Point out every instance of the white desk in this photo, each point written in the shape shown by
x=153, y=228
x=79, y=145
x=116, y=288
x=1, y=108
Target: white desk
*****
- [Exercise prompt]: Print all of the lines above without changing anything.

- [Written solution]:
Point out every instance of the white desk in this photo, each point written in the shape shown by
x=153, y=228
x=79, y=145
x=116, y=288
x=1, y=108
Target: white desk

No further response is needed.